[Data records]

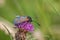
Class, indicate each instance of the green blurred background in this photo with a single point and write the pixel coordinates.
(45, 12)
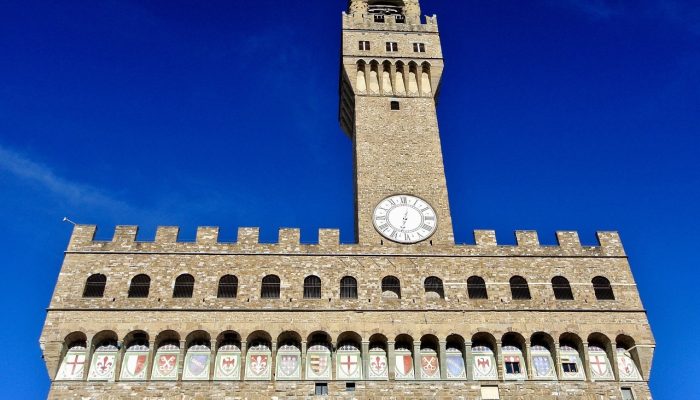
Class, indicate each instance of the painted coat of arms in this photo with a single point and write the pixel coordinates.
(404, 367)
(134, 366)
(72, 368)
(378, 367)
(288, 366)
(102, 367)
(318, 366)
(455, 367)
(430, 367)
(197, 366)
(349, 366)
(227, 366)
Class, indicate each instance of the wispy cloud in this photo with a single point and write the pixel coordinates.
(44, 177)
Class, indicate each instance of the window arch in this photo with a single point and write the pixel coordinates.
(184, 286)
(391, 286)
(348, 288)
(139, 287)
(476, 287)
(603, 288)
(312, 287)
(433, 284)
(95, 286)
(519, 288)
(562, 288)
(228, 287)
(270, 288)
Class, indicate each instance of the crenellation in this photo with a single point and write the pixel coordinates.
(207, 235)
(485, 238)
(167, 234)
(527, 239)
(568, 240)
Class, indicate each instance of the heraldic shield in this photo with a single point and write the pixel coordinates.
(349, 366)
(196, 366)
(404, 367)
(72, 367)
(258, 367)
(102, 368)
(165, 366)
(228, 366)
(378, 366)
(430, 367)
(455, 365)
(134, 366)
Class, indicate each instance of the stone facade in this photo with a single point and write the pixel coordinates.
(104, 335)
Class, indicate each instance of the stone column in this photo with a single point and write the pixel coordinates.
(469, 361)
(302, 360)
(528, 361)
(273, 361)
(212, 359)
(442, 357)
(244, 360)
(586, 362)
(499, 361)
(151, 358)
(365, 359)
(416, 360)
(89, 350)
(391, 360)
(557, 361)
(181, 359)
(118, 360)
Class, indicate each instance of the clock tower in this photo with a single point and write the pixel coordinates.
(390, 80)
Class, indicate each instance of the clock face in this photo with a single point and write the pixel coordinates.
(405, 219)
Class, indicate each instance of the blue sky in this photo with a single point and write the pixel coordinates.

#### [Exercise instructions]
Swap "pixel coordinates" for "x and y coordinates" in the lines running from the one containing "Class, indicate each instance of the stone column" through the end of the records, both ends included. Give only those lines, with nothing else changed.

#### [Output for this exercise]
Class, indicate each instance of the stone column in this photo with a single point and write the x and y coordinates.
(469, 361)
(302, 360)
(528, 361)
(273, 361)
(212, 359)
(442, 357)
(244, 360)
(586, 362)
(499, 361)
(151, 358)
(365, 359)
(416, 360)
(89, 350)
(391, 360)
(557, 361)
(181, 359)
(118, 360)
Class, indicate each instance of the clock tower in this photo with a single point and write the x and y coordinates.
(390, 80)
Class, indicate each instance of the clock face in this photo with a single point and write the x and y coordinates.
(405, 219)
Class, indicate each instance of the blue sky in this photo with a single point and write the x and y coordinates.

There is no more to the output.